EXCERPTED TEXT ▸
Family in St. George

St. George is the biggest city in Southern Utah and it was the first to be pioneer in 1861. From our family, Charles Westover and families were there to begin with. Charles is the younger brother of Edwin Westover, and the 2nd son of Electa Westover.

Charles WestoverWe have been fortunate over the years to collect a lot of history about Charles and his families. He was just a teen when he crossed the plains in 1848 and he came in association with Erastus Snow, who hired him to manage his rig and help the Snow family come to Utah. (Erastus Snow, an apostle, was one very busy man and needed the help).

Charles and Erastus Snow would maintain a life long association (Erastus Snow baptized Charles Westover). After arriving in Salt Lake, Charles continued to work for the Snows until after he married Eliza Ann Haven, who he had met and fell in love with while on the trek west. Charles lived and worked with Edwin while both were in Big Cottonwood. He was called to the Cotton Mission in 1861 with hundreds of others. He appears on the original settler city map for St. George and did build a home that is now just blocks away from where he is now buried in the St. George City cemetery. Here is our video about Charles, his families, and St. George:

Charles was a farmer. He lived in St. George for several years before moving to Pinto. After about a decade he came back to St. George before settling in Washington City, which is a small city nearby. In his many years in Washington Charles remained very active in community affairs and served for a while as Bishop.

He also provided a home for his mother, Electa Westover, who established herself in the community and church. When the temple was built she would spend the remainder of her life living with Charles and his family and as a temple worker in St. George.

Charles and Eliza was the anchor of Westover family gatherings and activities in the St. George area. They held reunions, attended family temple events, weddings, baptisms and other significant occasions. When other Westovers – such as Edwin and families – traveled it was at the Charles Westover home they stayed.

WRITTEN REQUEST 1 ▸
Copy the rows from their start through the line containing "[(1557, 227), (85, 228)]", including both ends.

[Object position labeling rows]

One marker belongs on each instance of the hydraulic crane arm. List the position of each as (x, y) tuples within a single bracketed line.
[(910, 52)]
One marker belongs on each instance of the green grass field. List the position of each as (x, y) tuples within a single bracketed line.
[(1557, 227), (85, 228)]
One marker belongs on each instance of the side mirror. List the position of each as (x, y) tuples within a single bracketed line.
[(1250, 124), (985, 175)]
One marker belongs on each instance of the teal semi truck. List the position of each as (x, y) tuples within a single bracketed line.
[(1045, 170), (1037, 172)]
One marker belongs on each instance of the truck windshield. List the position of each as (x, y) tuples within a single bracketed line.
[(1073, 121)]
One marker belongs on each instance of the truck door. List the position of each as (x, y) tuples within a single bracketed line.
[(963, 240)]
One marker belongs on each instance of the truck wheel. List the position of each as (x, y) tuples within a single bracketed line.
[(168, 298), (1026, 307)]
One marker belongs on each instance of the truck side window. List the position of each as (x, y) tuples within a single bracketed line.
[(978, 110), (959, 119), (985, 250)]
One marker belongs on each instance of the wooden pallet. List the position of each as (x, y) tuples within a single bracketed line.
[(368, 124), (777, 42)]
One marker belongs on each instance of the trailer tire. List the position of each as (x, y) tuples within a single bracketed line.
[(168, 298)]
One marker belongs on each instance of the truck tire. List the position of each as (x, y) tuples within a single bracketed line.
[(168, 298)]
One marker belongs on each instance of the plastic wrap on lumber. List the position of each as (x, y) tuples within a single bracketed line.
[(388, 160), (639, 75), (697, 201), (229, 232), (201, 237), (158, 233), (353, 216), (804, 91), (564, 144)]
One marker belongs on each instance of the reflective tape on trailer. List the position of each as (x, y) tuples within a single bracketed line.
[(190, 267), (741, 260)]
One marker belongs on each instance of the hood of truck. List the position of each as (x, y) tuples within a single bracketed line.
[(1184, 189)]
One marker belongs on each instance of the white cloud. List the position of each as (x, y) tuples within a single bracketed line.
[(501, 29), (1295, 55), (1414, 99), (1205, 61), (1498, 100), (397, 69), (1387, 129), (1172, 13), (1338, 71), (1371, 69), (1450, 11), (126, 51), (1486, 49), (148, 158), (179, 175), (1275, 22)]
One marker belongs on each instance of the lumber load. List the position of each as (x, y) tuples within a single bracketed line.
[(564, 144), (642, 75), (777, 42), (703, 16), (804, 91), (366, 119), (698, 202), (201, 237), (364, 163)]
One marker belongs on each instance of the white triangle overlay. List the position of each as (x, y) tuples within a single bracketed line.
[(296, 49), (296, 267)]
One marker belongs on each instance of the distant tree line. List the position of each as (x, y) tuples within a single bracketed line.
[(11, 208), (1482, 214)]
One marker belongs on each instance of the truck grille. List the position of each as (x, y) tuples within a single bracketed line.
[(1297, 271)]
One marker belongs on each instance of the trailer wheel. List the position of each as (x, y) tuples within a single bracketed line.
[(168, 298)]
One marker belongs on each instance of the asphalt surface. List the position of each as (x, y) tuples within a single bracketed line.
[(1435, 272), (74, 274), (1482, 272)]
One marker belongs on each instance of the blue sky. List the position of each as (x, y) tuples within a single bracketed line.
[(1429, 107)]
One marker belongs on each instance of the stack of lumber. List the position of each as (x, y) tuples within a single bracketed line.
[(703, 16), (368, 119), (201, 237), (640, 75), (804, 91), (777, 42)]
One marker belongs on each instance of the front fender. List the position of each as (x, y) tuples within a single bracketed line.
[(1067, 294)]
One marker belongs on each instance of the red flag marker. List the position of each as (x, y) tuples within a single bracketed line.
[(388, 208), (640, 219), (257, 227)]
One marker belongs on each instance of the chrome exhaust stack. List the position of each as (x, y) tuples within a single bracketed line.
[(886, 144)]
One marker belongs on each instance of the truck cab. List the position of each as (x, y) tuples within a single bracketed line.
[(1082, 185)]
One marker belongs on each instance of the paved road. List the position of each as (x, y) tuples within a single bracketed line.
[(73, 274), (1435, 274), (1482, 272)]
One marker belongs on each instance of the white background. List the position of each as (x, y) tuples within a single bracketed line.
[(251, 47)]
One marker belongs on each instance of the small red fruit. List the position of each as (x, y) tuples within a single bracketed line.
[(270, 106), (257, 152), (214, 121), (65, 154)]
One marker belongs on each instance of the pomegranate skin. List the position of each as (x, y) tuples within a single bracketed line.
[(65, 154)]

WRITTEN REQUEST 2 ▸
Does the passage about Charles Westover support each statement below? Answer yes or no for each, quoting the words of the passage that decide it.
(a) Charles Westover was the eldest son of Electa Westover.
(b) Erastus Snow baptized Charles Westover.
(c) Charles moved directly from St. George to Washington City.

CORRECT ANSWER 1 ▸
One marker belongs on each instance of the hydraulic crane arm. List the position of each as (x, y) tuples within a single bracketed line.
[(910, 52)]
One marker belongs on each instance of the green grass field. List the position of each as (x, y) tuples within a single bracketed line.
[(1557, 227), (85, 228)]

CORRECT ANSWER 2 ▸
(a) No: "the 2nd son of Electa Westover."
(b) Yes: "Erastus Snow baptized Charles Westover"
(c) No: "He lived in St. George for several years before moving to Pinto."